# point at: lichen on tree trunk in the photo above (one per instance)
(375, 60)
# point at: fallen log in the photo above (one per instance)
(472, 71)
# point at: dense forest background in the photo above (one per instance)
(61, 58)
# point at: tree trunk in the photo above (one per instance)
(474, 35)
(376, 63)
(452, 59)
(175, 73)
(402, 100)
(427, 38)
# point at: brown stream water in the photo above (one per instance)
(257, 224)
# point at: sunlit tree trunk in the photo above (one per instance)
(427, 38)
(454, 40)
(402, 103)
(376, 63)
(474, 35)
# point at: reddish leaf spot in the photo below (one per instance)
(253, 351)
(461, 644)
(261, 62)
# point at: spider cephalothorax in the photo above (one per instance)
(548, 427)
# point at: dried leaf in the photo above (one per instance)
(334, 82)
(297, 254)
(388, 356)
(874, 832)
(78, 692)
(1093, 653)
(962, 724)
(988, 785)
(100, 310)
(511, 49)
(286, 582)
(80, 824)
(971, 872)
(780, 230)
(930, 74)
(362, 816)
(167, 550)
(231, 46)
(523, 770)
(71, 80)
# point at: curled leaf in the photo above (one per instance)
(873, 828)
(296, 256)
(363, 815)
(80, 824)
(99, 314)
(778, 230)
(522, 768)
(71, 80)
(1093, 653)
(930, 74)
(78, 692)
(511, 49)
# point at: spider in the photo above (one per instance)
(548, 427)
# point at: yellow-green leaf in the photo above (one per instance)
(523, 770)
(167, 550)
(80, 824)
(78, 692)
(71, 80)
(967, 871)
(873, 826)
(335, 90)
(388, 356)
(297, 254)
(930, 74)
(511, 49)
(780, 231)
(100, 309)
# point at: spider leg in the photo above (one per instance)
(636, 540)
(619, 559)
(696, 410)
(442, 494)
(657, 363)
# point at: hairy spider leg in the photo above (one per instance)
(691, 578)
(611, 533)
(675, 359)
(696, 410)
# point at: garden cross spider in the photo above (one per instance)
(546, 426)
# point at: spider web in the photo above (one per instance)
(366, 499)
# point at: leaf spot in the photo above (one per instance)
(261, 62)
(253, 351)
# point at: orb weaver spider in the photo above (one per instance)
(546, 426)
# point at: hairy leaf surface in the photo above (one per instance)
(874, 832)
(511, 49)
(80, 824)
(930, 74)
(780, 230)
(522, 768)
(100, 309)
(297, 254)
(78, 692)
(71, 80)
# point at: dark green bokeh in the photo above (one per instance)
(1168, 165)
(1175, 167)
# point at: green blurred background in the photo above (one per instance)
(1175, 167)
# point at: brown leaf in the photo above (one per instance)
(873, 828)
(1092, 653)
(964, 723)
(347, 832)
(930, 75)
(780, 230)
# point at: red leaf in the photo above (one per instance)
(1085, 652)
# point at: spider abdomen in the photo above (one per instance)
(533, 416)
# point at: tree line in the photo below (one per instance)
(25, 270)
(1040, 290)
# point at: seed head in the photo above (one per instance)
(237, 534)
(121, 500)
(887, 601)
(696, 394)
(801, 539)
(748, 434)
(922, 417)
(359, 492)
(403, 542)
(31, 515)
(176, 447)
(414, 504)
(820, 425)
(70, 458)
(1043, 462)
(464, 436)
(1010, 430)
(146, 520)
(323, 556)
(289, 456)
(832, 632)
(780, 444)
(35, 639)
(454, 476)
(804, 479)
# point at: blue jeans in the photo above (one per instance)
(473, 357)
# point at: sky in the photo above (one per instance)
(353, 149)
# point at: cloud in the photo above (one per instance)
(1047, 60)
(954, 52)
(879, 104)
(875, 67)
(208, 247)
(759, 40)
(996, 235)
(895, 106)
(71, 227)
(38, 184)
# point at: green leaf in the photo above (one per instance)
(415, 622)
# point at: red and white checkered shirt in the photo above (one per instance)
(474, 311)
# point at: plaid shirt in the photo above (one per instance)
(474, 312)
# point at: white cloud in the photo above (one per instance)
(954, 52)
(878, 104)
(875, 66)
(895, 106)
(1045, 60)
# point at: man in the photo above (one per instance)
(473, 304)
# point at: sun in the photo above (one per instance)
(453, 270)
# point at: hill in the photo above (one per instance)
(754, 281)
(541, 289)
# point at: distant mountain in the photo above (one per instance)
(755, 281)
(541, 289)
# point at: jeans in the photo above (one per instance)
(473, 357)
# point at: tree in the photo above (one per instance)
**********
### SHORT TASK
Please turn every row above into a numbered list, omitting any blank lines.

### PROBLEM SOLUTION
1. # point at: lichen on tree trunk in the photo above (one per instance)
2. (375, 60)
3. # point at: fallen log in the photo above (one per instance)
4. (472, 71)
5. # point at: dense forest background in the photo above (one per instance)
6. (61, 58)
7. # point at: tree trunk in the photo above (one per instance)
8. (474, 35)
9. (376, 63)
10. (452, 59)
11. (175, 73)
12. (402, 100)
13. (427, 38)
14. # point at: brown stream water in the photo above (one per instance)
15. (257, 224)
16. # point at: sunlit tree trunk in the photo above (one per instance)
17. (427, 38)
18. (454, 40)
19. (402, 103)
20. (376, 63)
21. (474, 35)
22. # point at: reddish leaf spot in the photo below (one per instance)
23. (253, 351)
24. (461, 644)
25. (261, 62)
26. # point at: spider cephalothorax in the photo above (one per instance)
27. (548, 427)
28. # point at: dried leaf in the photo above (one per instance)
29. (334, 82)
30. (297, 254)
31. (388, 356)
32. (874, 832)
33. (78, 692)
34. (1093, 653)
35. (962, 724)
36. (988, 785)
37. (100, 310)
38. (511, 49)
39. (286, 582)
40. (80, 824)
41. (971, 872)
42. (780, 230)
43. (930, 74)
44. (362, 816)
45. (167, 550)
46. (231, 46)
47. (523, 770)
48. (71, 80)
49. # point at: curled leaf in the photo above (one per instance)
50. (873, 828)
51. (296, 256)
52. (363, 815)
53. (80, 824)
54. (99, 314)
55. (778, 230)
56. (522, 768)
57. (71, 80)
58. (1093, 653)
59. (930, 74)
60. (78, 692)
61. (511, 49)
62. # point at: spider in the photo above (one per instance)
63. (548, 427)
64. # point at: yellow-green leaf in the photo above (one per instance)
65. (523, 770)
66. (167, 550)
67. (80, 824)
68. (78, 692)
69. (71, 80)
70. (967, 871)
71. (873, 826)
72. (335, 90)
73. (388, 356)
74. (297, 254)
75. (930, 74)
76. (511, 49)
77. (780, 231)
78. (100, 309)
79. # point at: spider leg in the photo above (one per instance)
80. (636, 540)
81. (619, 559)
82. (696, 410)
83. (442, 494)
84. (657, 363)
85. # point at: hairy spider leg in the photo above (one per instance)
86. (691, 578)
87. (611, 533)
88. (675, 359)
89. (696, 410)
90. # point at: garden cross spider in the photo above (one per instance)
91. (546, 426)
92. # point at: spider web in the photo above (one per instance)
93. (366, 499)
94. # point at: leaf spot in the photo above (one per instance)
95. (261, 62)
96. (253, 351)
97. # point at: orb weaver spider in the photo above (one per instance)
98. (546, 426)
99. # point at: hairy leaf surface in the photo above (one per instance)
100. (874, 832)
101. (511, 49)
102. (80, 824)
103. (930, 74)
104. (780, 230)
105. (522, 768)
106. (100, 309)
107. (297, 254)
108. (78, 692)
109. (71, 80)
110. # point at: dark green bokeh in the photo above (one per instance)
111. (1168, 165)
112. (1175, 167)
113. # point at: green blurred background in the photo above (one per instance)
114. (1175, 167)
115. # point at: brown leaf in the photo above (one per instance)
116. (873, 828)
117. (1092, 653)
118. (964, 723)
119. (347, 832)
120. (930, 75)
121. (780, 230)
122. # point at: red leaf in the photo above (one per instance)
123. (1085, 652)
124. # point at: spider abdomen in the photo above (one per instance)
125. (533, 416)
126. # point at: tree line in the photo below (one per instance)
127. (25, 270)
128. (1040, 290)
129. # point at: seed head in the photo above (one per instance)
130. (237, 534)
131. (121, 500)
132. (887, 601)
133. (696, 394)
134. (801, 539)
135. (748, 434)
136. (922, 417)
137. (359, 492)
138. (403, 542)
139. (31, 515)
140. (176, 447)
141. (414, 504)
142. (820, 425)
143. (70, 458)
144. (1043, 462)
145. (464, 436)
146. (1010, 430)
147. (146, 520)
148. (323, 556)
149. (289, 456)
150. (832, 632)
151. (780, 444)
152. (35, 639)
153. (454, 476)
154. (804, 479)
155. # point at: blue jeans in the photo above (one per instance)
156. (473, 357)
157. # point at: sky in the photo above (one per instance)
158. (353, 149)
159. # point at: cloud in the photo above (one per instance)
160. (1047, 60)
161. (954, 52)
162. (879, 104)
163. (875, 67)
164. (208, 247)
165. (759, 40)
166. (996, 235)
167. (895, 106)
168. (71, 227)
169. (38, 184)
170. # point at: green leaf in the photo above (one per instance)
171. (415, 622)
172. # point at: red and white checkered shirt in the photo above (one per instance)
173. (474, 311)
174. # point at: plaid shirt in the photo above (one per instance)
175. (474, 312)
176. # point at: white cloud in the photo above (one per instance)
177. (954, 52)
178. (878, 104)
179. (875, 66)
180. (895, 106)
181. (1045, 60)
182. # point at: man in the photo above (one per instance)
183. (473, 304)
184. # point at: sun in the photo above (one per instance)
185. (453, 270)
186. # point at: hill in the photo above (one per instance)
187. (754, 281)
188. (541, 289)
189. # point at: distant mountain in the photo above (one per instance)
190. (755, 281)
191. (541, 289)
192. # point at: jeans in the photo above (one per instance)
193. (473, 357)
194. # point at: tree in the photo above (one per instance)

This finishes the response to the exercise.